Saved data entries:
+--
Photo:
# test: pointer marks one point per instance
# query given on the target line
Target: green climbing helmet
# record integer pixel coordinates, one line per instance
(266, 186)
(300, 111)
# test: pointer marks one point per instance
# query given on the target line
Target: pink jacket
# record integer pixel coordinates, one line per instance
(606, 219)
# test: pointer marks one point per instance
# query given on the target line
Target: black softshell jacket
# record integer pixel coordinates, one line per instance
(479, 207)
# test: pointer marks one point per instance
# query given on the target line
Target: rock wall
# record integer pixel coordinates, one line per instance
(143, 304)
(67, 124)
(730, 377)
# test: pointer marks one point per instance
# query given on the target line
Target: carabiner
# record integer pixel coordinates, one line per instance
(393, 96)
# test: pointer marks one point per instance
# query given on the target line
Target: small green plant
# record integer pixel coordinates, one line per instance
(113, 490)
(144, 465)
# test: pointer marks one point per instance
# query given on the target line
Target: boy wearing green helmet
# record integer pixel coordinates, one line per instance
+--
* Goal:
Take the entries above and transcribe them exactly.

* Right answer:
Photo:
# test: pointer marks one point per instance
# query given on the target line
Target: green climbing helmet
# record integer pixel coordinates, one line per instance
(266, 186)
(300, 111)
# test: pointer marks one point per instance
# query given on the target line
Target: pink jacket
# record integer pixel coordinates, one line per instance
(606, 219)
# test: pointer marks one point per instance
# query given on the target line
Target: black softshell jacket
# record integer pixel coordinates, one line per instance
(479, 207)
# test: pointer marks one point per instance
# query given on the target line
Target: rock wall
# record integer pixel coordinates, one line per instance
(143, 304)
(67, 124)
(730, 377)
# test: pointer marks one point per instance
# query given on the target line
Target: carabiner
# record integer pixel coordinates, one line per instance
(393, 96)
# test: pointer marks one point per instance
# query given on the target line
Target: small green plant
# record integer pixel coordinates, one line per instance
(113, 490)
(144, 465)
# test: pointer marks one point per instance
# query given on the target line
Target: boy wearing green helmet
# record integer pixel coordinates, one line per instance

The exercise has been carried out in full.